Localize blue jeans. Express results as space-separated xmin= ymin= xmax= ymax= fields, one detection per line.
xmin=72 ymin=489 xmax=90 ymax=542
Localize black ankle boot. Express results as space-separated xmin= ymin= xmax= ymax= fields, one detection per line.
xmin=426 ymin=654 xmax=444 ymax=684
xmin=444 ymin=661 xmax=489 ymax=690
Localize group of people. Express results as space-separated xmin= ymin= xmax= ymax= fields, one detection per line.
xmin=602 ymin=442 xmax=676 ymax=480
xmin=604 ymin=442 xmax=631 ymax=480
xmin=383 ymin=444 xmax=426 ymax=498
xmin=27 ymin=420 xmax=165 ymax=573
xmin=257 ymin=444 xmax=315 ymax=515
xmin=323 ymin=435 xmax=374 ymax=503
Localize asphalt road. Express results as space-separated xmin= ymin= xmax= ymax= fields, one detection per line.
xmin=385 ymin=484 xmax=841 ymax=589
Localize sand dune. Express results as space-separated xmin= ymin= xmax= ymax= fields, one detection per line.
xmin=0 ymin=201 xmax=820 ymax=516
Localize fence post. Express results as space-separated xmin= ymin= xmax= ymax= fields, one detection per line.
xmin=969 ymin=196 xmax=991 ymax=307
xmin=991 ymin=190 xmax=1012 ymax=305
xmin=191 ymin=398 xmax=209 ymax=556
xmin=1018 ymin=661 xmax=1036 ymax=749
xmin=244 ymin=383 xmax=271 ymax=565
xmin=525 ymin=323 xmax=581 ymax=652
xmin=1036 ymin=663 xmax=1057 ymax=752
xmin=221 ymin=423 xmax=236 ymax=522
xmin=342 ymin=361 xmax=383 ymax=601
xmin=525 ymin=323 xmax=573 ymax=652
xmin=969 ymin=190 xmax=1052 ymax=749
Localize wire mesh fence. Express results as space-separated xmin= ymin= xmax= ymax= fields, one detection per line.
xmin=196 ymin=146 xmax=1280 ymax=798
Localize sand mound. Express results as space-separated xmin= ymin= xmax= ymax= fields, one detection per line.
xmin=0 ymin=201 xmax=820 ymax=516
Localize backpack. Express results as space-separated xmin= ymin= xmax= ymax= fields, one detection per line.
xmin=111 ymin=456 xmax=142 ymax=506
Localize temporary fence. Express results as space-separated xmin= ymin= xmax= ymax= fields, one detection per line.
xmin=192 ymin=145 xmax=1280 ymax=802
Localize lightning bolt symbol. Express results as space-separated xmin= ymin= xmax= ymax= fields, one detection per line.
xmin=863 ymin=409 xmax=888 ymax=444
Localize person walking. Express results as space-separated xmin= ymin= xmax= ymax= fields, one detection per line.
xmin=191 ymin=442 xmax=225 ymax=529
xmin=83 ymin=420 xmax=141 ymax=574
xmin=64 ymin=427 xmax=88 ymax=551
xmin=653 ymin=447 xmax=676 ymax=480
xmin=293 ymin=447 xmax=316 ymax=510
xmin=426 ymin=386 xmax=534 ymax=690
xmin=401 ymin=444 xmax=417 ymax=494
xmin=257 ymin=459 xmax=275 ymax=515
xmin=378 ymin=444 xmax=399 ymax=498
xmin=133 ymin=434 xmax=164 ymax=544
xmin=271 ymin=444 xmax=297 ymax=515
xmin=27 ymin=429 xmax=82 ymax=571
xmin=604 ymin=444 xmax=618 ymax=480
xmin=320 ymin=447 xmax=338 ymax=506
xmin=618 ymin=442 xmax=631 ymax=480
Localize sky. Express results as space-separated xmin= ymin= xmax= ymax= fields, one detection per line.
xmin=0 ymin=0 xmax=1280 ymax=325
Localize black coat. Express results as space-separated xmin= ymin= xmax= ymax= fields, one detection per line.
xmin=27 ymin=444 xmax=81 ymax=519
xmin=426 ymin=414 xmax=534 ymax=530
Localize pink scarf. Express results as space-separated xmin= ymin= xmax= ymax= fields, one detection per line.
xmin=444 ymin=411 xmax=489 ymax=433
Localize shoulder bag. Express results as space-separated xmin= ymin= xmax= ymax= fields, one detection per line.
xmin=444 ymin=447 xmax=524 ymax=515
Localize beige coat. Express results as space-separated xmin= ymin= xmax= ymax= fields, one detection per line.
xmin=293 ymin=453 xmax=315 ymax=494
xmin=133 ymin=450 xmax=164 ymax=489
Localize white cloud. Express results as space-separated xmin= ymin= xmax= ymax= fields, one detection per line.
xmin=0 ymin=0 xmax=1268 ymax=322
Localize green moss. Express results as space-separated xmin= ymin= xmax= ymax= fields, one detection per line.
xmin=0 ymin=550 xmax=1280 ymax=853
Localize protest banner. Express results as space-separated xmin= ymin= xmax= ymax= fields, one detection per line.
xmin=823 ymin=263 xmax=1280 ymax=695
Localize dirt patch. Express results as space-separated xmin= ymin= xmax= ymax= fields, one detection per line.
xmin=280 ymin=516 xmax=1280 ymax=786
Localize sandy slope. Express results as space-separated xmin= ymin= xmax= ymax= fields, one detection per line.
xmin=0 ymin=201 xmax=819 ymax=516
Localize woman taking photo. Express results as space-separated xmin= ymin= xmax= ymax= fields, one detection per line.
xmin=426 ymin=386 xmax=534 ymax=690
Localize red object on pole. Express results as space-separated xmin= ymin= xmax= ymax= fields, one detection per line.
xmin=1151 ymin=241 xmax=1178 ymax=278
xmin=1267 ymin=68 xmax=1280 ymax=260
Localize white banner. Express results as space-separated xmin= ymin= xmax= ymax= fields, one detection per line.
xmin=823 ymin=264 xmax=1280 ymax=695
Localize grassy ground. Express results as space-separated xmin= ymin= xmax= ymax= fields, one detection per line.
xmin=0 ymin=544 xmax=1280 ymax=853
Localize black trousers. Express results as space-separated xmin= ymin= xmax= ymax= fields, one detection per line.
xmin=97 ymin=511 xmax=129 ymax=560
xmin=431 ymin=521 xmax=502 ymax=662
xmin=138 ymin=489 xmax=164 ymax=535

+-------+

**STATED TASK**:
Reproduce the rows starting at the one that contains "Localize red object" and stopping after the one that contains "xmin=0 ymin=544 xmax=1280 ymax=853", requests included. Scale every coordinate in the answers by 2.5 and round each result to a whole number, with halves rounded up.

**RESPONSE BELOW**:
Localize red object on pole. Express results as space-separated xmin= ymin= xmax= ymax= fields, one detection per line.
xmin=2878 ymin=603 xmax=2945 ymax=695
xmin=3168 ymin=170 xmax=3200 ymax=650
Localize white banner. Express results as space-separated xmin= ymin= xmax= ymax= fields, one detection per line.
xmin=2058 ymin=660 xmax=3200 ymax=1738
Localize grassy ground. Express results as space-separated xmin= ymin= xmax= ymax= fields, one detection per line.
xmin=0 ymin=1360 xmax=3200 ymax=2133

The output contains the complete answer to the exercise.